→ What to produce
Rewrite the listing below from its first line up to and including the line with "[(377, 109), (13, 122), (36, 92)]", shifting every coordinate in the answer lists up by 33. Copy all other lines unchanged, including the numbers in the requests.

→ Listed entries
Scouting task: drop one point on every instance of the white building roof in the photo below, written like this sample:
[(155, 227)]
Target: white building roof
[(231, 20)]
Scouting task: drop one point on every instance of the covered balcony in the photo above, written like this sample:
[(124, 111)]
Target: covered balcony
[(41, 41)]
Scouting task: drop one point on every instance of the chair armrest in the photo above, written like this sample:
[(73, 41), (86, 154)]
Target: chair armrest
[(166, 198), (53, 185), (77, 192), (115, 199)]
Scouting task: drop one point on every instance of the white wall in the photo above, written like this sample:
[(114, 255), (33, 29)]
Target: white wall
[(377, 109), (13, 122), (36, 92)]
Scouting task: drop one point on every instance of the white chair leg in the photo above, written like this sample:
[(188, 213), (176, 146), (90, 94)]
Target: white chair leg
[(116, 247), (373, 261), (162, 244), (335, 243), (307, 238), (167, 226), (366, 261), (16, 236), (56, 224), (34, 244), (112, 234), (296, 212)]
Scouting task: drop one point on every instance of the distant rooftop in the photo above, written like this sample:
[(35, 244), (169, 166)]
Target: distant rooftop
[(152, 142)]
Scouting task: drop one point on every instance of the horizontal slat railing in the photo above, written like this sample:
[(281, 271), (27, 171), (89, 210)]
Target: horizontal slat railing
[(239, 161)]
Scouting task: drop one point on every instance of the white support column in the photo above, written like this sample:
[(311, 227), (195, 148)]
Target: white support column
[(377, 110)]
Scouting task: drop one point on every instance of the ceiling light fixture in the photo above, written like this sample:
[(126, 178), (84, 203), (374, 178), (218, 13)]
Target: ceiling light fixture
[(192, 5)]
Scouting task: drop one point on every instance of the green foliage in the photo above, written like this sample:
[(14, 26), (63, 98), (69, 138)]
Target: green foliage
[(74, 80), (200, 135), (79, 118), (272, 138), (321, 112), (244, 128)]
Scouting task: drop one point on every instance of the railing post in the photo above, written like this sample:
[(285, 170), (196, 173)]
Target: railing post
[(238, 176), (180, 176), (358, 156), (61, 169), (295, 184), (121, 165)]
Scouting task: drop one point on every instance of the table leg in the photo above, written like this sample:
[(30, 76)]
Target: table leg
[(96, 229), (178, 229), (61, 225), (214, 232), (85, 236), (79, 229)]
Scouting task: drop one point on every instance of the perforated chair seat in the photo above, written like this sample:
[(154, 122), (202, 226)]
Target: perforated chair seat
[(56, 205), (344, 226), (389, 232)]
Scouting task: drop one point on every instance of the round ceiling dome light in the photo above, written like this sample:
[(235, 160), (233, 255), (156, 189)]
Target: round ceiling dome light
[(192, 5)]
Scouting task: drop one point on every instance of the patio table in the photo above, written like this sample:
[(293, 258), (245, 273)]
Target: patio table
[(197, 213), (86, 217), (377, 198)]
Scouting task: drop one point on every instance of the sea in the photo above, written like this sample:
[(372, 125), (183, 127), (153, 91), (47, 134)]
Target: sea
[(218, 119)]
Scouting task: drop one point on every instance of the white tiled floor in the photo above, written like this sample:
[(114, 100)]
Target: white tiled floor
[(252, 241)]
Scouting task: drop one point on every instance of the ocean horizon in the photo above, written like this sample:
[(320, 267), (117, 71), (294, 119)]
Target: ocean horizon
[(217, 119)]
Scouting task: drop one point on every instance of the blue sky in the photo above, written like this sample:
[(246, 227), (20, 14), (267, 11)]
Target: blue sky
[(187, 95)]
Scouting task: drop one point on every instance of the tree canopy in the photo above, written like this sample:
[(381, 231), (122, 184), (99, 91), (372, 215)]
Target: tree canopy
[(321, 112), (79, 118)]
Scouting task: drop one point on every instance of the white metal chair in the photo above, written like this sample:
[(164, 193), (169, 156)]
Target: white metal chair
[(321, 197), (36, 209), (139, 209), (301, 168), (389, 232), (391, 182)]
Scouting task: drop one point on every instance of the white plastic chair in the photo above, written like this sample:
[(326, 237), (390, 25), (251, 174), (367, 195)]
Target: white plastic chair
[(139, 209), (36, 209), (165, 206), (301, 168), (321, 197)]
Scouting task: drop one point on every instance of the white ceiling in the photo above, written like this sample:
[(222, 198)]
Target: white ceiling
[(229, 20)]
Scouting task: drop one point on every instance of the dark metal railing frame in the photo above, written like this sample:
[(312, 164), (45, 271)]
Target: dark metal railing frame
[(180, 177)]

→ Solution below
Scouting task: drop one point on every instance of the white building roof in the photo below, written like this sample:
[(155, 227)]
Target: white building roof
[(264, 53)]
Scouting task: drop one point on every instance of the covered balcony in the photo above, written like this sample:
[(124, 111)]
Target: covered balcony
[(74, 74)]
Scouting task: drop one point on every instance of the chair armrest in the photo above, written like this sample:
[(73, 41), (86, 154)]
Target: chair armrest
[(199, 231), (86, 218), (110, 225), (148, 232)]
Scouting task: drop one point on every instance of the white wall in the photo above, written like this sample:
[(114, 255), (33, 29)]
Target: white wall
[(410, 142), (46, 155), (69, 125)]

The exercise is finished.